LISTED ENTRIES ::
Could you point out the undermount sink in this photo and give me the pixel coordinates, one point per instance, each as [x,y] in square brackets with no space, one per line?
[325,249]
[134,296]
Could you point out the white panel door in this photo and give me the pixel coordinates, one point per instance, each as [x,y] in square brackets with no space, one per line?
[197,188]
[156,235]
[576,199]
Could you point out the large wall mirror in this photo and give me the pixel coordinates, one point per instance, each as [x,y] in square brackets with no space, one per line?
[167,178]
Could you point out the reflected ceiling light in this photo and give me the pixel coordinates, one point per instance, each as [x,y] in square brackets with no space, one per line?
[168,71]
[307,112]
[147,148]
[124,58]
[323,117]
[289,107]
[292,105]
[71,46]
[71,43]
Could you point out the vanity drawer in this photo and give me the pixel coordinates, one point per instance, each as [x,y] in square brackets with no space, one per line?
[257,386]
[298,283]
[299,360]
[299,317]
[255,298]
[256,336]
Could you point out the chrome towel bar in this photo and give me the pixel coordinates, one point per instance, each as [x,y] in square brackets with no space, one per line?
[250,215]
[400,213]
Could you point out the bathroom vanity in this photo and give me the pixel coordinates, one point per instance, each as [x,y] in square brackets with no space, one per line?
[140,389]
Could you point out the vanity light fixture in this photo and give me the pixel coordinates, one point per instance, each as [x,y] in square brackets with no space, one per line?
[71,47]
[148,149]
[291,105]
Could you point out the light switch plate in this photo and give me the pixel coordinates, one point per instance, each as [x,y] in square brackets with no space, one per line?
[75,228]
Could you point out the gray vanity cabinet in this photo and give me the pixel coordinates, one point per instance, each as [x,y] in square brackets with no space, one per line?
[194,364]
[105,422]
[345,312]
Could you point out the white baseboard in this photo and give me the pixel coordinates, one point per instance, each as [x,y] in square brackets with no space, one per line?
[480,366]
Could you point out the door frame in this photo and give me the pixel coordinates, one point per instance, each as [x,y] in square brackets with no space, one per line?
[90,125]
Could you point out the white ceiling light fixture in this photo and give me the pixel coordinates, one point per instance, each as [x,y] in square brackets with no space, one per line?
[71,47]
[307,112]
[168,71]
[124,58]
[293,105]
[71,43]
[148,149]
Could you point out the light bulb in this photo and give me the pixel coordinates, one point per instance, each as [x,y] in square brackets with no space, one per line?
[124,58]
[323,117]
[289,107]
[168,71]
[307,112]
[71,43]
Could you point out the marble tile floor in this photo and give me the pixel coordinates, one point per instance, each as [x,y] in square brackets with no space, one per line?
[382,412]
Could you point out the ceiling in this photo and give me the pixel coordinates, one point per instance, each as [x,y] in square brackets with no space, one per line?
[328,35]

AIM OF THE EXERCISE :: The full listing above needs to be given again exactly.

ANSWER BOX ::
Could you point out the undermount sink in this photo and give me the pixel coordinates, one point per instance, each as [x,y] in square brackets with no space, one per line?
[325,249]
[134,296]
Could you point out the white panel door in this photo and give me the pixel coordinates, one point per instance, each as [x,y] in square brackets with no space, one per line?
[197,188]
[156,235]
[576,199]
Could you point out the large wall mirror in this photo and give me the pixel coordinates, one point per instance, each as [x,y] in square brackets with no space, one per line?
[167,178]
Could you point out the reflected ceiling light in this photo and give me the pixel coordinates, one point per instance, each as [x,y] in square brackets with no space, one per line?
[168,71]
[307,112]
[147,148]
[124,58]
[323,117]
[289,107]
[292,105]
[71,46]
[71,43]
Could you point out the vanity drawer in this photo and give me the pixel coordinates, one point per instance, each as [x,y] in square brackets with no space, one per line?
[257,386]
[298,283]
[299,360]
[299,317]
[255,298]
[256,336]
Could you point out the chrome towel bar in this photo and give me the pixel coordinates, one point per instance, each as [x,y] in square brackets with no space, one per line?
[250,215]
[400,213]
Could you point out the bathroom vanity in this photo and give me the pixel coordinates, one point per instance, each as [x,y] in square brackets with no space, one per line?
[140,389]
Could you point out the vanity light fixture in this photo and give me the pixel coordinates, one point per instance, each as [x,y] in square brackets with no space, one per line?
[71,47]
[148,149]
[291,105]
Could you point out the light switch plate in this photo and give me the pixel coordinates, one point per instance, each as [x,y] in square brackets with no space, one per line?
[75,228]
Could you point out the gray vanity cabinet in this photo and give me the pixel coordinates, one point per instance, each as [x,y] in square brackets with no space, one per line?
[194,364]
[105,422]
[345,312]
Could you point out the white baseboard in this photo and give me the pixel coordinates, one point per instance, each as [x,y] in square brackets with no space, one per line?
[480,366]
Could you point out the door frame in this photo and give me the pixel coordinates, one point per instance, each as [x,y] in square brackets with no space, one per line?
[90,125]
Could you point out the white ceiling light fixture in this photo and give me the pixel coordinates, one point per instance, each as [x,y] in square brackets with no space, one per line?
[71,47]
[307,112]
[168,71]
[124,58]
[293,105]
[71,43]
[148,149]
Could you point out the light bulb in this photo and give me the pixel coordinates, one point per instance, each as [x,y] in square brackets with no space, one per line?
[124,58]
[323,117]
[289,107]
[168,71]
[307,112]
[71,43]
Could you point out the marble tile floor in this photo and give me the pixel coordinates, one point per instance, each as [x,y] in square brackets with no space, one per line?
[382,412]
Could you point out the ceiling in this photo and give me the pixel coordinates, one point per instance, each as [x,y] in square brackets with no space, one per line?
[328,35]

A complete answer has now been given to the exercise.